Short exercise A
Change "hillside" to "riverbank" in each of the entries below, then write the entries out again with nothing else altered.

-- start Selected text --

Question:

Can you tell me about the damming of the nile/its impacts and details?

by  |  earlier

0 LIKES UnLike

Can you tell me about the damming of the nile/its impacts and details?

 Tags:

   Report

1 ANSWERS


  1. Aswan (Assuan) is a city on the first cataract of the Nile in Egypt. Two dams straddle the river at this point: the newer Aswan High Dam, and the older Aswan Dam or Aswan Low Dam. The aim of this water project was to prevent the river's flooding, generate electricity and provide water for agriculture.

    Without impoundment the River Nile would flood each year during summer, as waters from East Africa flowed down the river as they did in ancient times. These floods brought nutrients and minerals that made the soil around the Nile fertile and ideal for farming. As the population along the river grew, there came a need to control the flood waters to protect and support farmland and cotton fields. In a high-water year, the whole crop may be entirely wiped out, while in a low-water year there was widespread drought and famine.

    The dam powers twelve generators each rated at 175 megawatts, producing a hydroelectric output of 2.1 gigawatts. Power generation began in 1967. When the dam first reached peak output it produced around half of Egypt's entire electricity production (about 15% by 1998) and allowed for the connection of most Egyptian villages to use electricity for the first time. The dam mitigated the effects of dangerous floods in 1964 and 1973 and of threatening droughts in 1972–73 and 1983–84. A new fishing industry has been created around Lake Nasser, though it is struggling due to its distance from any significant markets.

    Damming the Nile has caused a number of environmental and cultural issues. It flooded much of lower Nubia and over 90,000 people were displaced. Lake Nasser flooded valuable archaeological sites such as the fort at Buhen. The silt which was deposited in the yearly floods, and made the Nile floodplain fertile, is now held behind the dam. Silt deposited in the reservoir is lowering the water storage capacity of Lake Nasser. Poor irrigation practices are waterlogging soils and bringing salt to the surface. Mediterranean fishing declined after the dam was finished because nutrients that used to flow down the Nile to the Mediterranean were trapped behind the dam.

-- end Selected text --

Short exercise B
Reproduce the part of the text on damming the Nile above, starting at "Damming the Nile" and ending at "trapped behind the dam.".

-- start Available records --

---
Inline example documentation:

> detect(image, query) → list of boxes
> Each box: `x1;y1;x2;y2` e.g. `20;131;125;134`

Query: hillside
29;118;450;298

-- end Available records --

Written reply A
---
Inline example documentation:

> detect(image, query) → list of boxes
> Each box: `x1;y1;x2;y2` e.g. `20;131;125;134`

Query: riverbank
29;118;450;298

Written reply B
Damming the Nile has caused a number of environmental and cultural issues. It flooded much of lower Nubia and over 90,000 people were displaced. Lake Nasser flooded valuable archaeological sites such as the fort at Buhen. The silt which was deposited in the yearly floods, and made the Nile floodplain fertile, is now held behind the dam. Silt deposited in the reservoir is lowering the water storage capacity of Lake Nasser. Poor irrigation practices are waterlogging soils and bringing salt to the surface. Mediterranean fishing declined after the dam was finished because nutrients that used to flow down the Nile to the Mediterranean were trapped behind the dam.